**Task goal:**
Answer these questions from the text on Matthew 10:26-33 below.
(a) Which Gospel passage is listed for the Twelfth Sunday in Ordinary Time, cycle A?
(b) Where did the medical school friend go in the summer of the fourth year?
(c) Which mathematician and philosopher held that this is the best of all possible worlds?

[Opening Extract section]

Sunday, June 25, 2017

Twelfth Sunday in Ordinary Time, cycle A

Matthew 10:26-33
I had a friend in medical school who was very bright and destined for a great career. In the summer of our fourth year, he joined a group of medical students and a few professors and went to Mount Everest with the intention of climbing the highest mountain on earth. Through a freak accident he slipped while not attached to the safety rope and fell to his death. We, his classmates, couldn't believe it. What terrible luck. What an awful roll of the dice.
One of the mysteries that confront people who believe in God goes something like this: If God is good, why does he let evil happen? And if God is all powerful, why doesn't he stop evil from happening? And if Jesus promised that if we ask anything in his name, it will be given to us, why is it so obvious that this doesn't work?
There are many different answers to this theological problem. One, advanced by the mathematician and philosopher Gottfried Leibniz, is that of all the possible worlds that could exist, this is the best. In other words, God has seen to it that everything is optimal, and if you were to change one thing, other things would change for the worse. This is the best of all possible worlds. And of course the response comes: how do you define “best”? Isn't this sort of a cop-out? Any human being could point out a few little things that could make everything better and if we are considering everything from a cosmic perspective, it is no consolation that there is innocent suffering and tragedy in this particular moment in space and time.

[Closing Extract section]
[Opening Data provided section]

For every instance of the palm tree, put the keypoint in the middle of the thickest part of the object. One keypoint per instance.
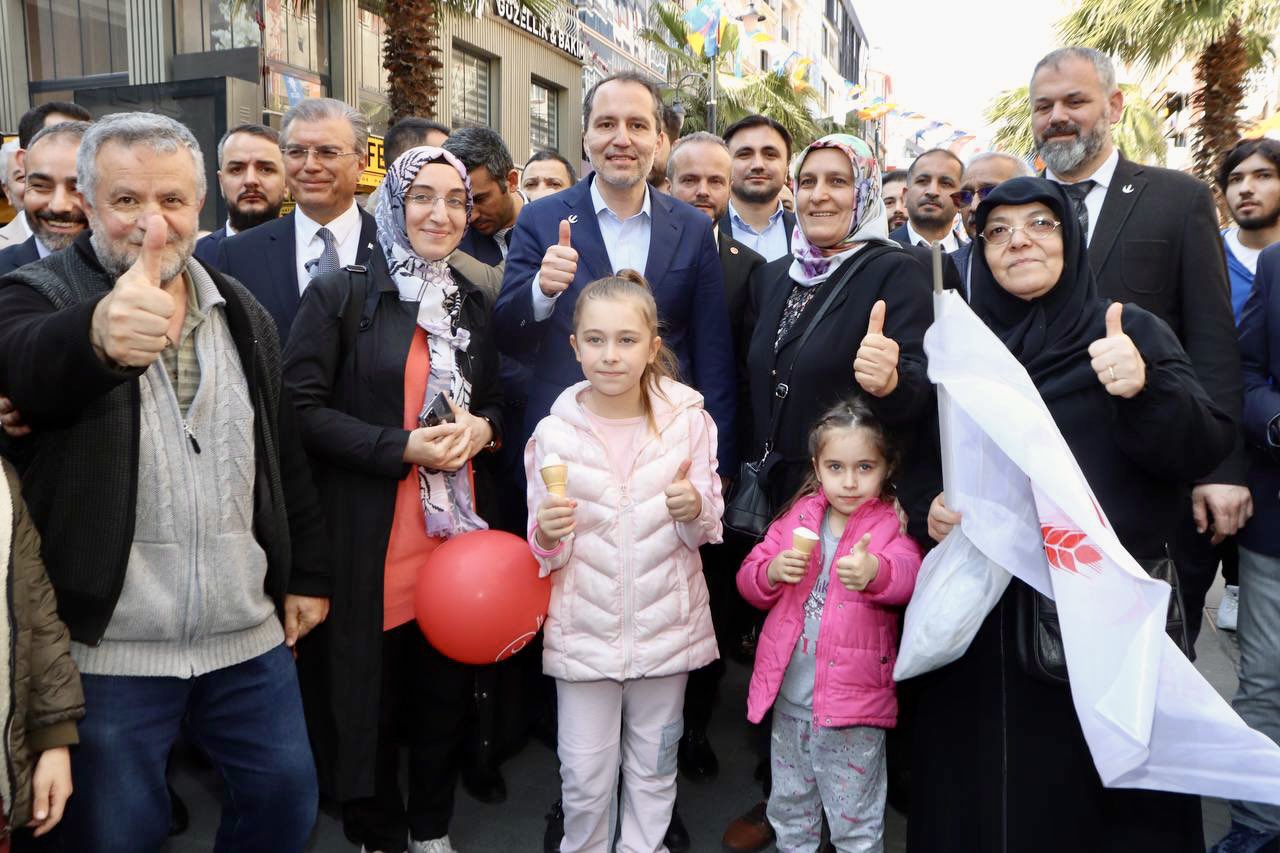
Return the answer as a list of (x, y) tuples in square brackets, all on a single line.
[(769, 94), (412, 49), (1138, 133), (1228, 39)]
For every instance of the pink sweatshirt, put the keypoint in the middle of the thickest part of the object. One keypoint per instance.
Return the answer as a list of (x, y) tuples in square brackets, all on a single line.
[(858, 639)]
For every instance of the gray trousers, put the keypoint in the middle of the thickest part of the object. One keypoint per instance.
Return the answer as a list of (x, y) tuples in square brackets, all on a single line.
[(840, 771), (1257, 699)]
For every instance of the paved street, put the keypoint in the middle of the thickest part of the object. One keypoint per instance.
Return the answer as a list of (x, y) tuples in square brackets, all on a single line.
[(533, 783)]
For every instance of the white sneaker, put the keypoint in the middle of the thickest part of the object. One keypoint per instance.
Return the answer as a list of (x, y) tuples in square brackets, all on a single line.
[(1229, 609)]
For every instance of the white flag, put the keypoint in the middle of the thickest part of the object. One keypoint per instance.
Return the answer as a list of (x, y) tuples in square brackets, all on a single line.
[(1150, 719)]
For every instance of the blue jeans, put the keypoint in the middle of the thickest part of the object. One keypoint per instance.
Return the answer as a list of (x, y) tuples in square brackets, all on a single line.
[(246, 717), (1257, 699)]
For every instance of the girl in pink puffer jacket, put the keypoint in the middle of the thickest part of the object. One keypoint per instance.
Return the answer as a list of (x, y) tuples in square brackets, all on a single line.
[(833, 573), (629, 614)]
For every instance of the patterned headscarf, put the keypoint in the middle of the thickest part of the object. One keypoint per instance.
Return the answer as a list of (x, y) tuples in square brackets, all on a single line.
[(869, 222), (448, 501)]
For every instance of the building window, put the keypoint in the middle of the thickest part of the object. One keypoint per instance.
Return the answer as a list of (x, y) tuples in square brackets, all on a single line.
[(543, 117), (469, 81), (68, 39)]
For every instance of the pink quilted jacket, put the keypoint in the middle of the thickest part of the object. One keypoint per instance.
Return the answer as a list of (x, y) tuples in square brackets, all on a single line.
[(858, 639), (627, 592)]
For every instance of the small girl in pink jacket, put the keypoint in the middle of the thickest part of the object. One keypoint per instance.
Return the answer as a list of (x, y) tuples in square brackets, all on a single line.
[(629, 614), (833, 573)]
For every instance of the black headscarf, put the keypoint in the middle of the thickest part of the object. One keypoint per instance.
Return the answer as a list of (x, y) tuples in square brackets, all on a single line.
[(1051, 334)]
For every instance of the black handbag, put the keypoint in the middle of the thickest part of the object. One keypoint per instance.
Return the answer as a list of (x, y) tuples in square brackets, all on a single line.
[(1040, 635), (749, 509)]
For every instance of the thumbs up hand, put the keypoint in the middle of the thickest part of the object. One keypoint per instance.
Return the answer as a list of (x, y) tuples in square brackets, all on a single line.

[Closing Data provided section]

**Output:**
(a) Matthew 10:26-33
(b) Mount Everest
(c) Gottfried Leibniz